#### CHALLENGE:
Return every line of the listing below that contains the string "white". Case is significant.

---------- DATA

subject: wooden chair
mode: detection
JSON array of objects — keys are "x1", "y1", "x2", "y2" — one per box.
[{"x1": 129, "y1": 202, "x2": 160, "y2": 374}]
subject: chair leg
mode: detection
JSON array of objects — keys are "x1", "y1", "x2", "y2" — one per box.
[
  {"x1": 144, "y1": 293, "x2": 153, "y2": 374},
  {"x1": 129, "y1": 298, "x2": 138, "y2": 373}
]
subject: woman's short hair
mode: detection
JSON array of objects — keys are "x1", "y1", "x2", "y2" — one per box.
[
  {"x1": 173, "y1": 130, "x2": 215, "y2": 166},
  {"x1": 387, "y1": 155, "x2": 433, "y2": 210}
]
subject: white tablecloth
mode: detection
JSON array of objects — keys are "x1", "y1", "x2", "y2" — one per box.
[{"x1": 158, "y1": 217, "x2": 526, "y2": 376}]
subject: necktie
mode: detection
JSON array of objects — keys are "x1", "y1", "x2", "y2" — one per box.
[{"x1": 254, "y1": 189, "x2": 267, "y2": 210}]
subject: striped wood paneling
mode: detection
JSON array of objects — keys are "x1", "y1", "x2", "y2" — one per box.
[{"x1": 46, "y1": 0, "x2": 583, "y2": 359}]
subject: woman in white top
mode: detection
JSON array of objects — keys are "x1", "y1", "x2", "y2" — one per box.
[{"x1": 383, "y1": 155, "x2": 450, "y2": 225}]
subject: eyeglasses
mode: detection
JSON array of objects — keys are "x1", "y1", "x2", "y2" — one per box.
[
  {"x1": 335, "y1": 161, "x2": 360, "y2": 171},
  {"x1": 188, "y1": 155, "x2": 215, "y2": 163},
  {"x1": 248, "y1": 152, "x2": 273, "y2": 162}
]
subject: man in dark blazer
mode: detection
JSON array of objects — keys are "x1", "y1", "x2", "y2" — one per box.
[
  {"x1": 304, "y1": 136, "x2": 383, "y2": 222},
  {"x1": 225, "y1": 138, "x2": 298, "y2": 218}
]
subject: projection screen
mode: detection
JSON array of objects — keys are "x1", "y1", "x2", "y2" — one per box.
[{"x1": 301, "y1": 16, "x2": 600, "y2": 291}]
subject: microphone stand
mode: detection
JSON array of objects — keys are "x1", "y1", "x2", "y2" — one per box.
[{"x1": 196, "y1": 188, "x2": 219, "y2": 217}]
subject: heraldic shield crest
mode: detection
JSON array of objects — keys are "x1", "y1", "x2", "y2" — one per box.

--------------------

#### EXPECTED ANSWER:
subject: white tablecloth
subject: woman in white top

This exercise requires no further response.